TEXT SHOWN.
:::::
Other parents said that support services for their children were harder to obtain, as providers are scarcer than they were before the pandemic. Tracy Brisson, who lives in Atlanta, has a son in kindergarten who has auditory and sensory processing disorders. The audiologist she was able to find during the pandemic who specializes in her son’s disorders is a 45-minute drive away, so she has to cut her work hours twice a week to be able to take him to his appointments.

The picture isn’t all bleak, however. Frank Urso, who has two children with autism who are 6 and 7, said that since his daughter and son have been back at in-person public school in Plainfield, Ill., they have been thriving, his son in particular. Urso said, “Like a rubber band, he snapped back — his speech, his math skills — really doing well since he’s been in school.”

But even for parents whose kids are doing well or at least better now, there is a worry that was not there before the pandemic, said Lisa Halfhill, from Spokane, Wash., who has a 6-year-old daughter who has Tourette’s syndrome. Everything feels precarious, as if the carefully constructed routines and support systems for families whose kids have special needs can fall apart at any moment.
:::::
REQUIRED ACTIONS.
**A)** List every parent named in the passage above about children with special needs after the pandemic.
**B)** Continue the passage above about families of children with special needs after the pandemic, picking up after its final sentence.

SUPPLIED RECORDS.
:::::
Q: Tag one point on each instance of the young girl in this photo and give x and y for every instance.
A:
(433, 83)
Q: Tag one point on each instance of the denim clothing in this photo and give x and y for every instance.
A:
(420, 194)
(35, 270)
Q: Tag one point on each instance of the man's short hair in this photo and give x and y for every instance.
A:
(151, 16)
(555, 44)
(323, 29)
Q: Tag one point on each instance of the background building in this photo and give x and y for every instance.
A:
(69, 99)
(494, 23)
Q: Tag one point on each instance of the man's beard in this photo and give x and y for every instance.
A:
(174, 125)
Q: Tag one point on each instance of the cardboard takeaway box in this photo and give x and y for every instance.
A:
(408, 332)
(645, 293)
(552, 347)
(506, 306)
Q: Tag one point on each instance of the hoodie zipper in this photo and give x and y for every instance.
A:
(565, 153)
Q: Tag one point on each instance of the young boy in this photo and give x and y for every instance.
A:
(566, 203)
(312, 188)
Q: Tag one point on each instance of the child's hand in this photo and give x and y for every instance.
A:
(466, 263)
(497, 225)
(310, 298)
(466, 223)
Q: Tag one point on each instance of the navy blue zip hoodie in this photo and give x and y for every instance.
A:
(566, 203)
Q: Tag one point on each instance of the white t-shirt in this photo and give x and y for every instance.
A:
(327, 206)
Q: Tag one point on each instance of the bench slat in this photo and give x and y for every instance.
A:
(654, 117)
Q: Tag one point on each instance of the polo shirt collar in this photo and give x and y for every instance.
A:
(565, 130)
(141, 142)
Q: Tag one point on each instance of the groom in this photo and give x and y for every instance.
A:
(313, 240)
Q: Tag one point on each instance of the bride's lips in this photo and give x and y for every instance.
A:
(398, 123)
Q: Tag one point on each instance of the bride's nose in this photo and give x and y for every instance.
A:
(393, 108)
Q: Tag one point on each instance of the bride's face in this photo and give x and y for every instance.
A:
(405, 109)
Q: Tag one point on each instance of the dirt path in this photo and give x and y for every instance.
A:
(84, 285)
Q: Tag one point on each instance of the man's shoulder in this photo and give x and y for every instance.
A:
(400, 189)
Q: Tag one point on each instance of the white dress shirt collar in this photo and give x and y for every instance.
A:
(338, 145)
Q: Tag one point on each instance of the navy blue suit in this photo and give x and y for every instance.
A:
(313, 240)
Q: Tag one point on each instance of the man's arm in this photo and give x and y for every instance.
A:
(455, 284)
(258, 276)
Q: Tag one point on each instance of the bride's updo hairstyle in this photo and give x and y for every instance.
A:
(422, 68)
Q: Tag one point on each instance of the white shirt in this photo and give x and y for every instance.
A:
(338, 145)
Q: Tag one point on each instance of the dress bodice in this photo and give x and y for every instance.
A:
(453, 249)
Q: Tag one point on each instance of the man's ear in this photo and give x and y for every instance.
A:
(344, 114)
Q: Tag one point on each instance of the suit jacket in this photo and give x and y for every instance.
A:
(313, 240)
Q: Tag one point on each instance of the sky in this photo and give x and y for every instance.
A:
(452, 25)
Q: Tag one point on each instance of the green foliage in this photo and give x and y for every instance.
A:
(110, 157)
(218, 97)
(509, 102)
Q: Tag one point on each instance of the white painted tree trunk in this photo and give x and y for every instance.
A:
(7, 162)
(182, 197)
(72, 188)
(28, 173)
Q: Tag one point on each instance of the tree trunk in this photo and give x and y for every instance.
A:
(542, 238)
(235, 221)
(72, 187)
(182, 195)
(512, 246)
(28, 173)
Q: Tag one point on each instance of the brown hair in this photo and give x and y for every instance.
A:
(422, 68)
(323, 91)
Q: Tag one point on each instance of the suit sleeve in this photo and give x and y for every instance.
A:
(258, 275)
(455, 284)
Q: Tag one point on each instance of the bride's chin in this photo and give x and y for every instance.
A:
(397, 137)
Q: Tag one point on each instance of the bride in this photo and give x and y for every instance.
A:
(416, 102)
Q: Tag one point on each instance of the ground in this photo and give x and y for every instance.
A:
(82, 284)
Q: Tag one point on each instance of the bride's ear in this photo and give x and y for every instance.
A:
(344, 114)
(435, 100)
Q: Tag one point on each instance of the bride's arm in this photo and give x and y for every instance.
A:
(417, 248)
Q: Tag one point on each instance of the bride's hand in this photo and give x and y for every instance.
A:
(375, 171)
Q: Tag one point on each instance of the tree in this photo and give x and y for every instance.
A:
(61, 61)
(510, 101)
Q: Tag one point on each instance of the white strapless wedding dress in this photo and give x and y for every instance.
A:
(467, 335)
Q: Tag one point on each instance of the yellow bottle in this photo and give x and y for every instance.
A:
:::::
ANSWERS TO THE EXERCISE.
**A)** Tracy Brisson, Frank Urso, Lisa Halfhill

**B)**
When I spoke to Halfhill last Thursday, she said the coronavirus infection rate had declined enough in her area that the next day was her daughter’s last of having to wear a mask in school. “There’s just that fear there, of are we pulling the plug on this too early?” she said. “Are things going to go back to hellish conditions?”

“And the fear and the guilt of thinking about our kids going through that isolation again, the loss of the routine — that would be so devastating,” she added, “for our whole family.”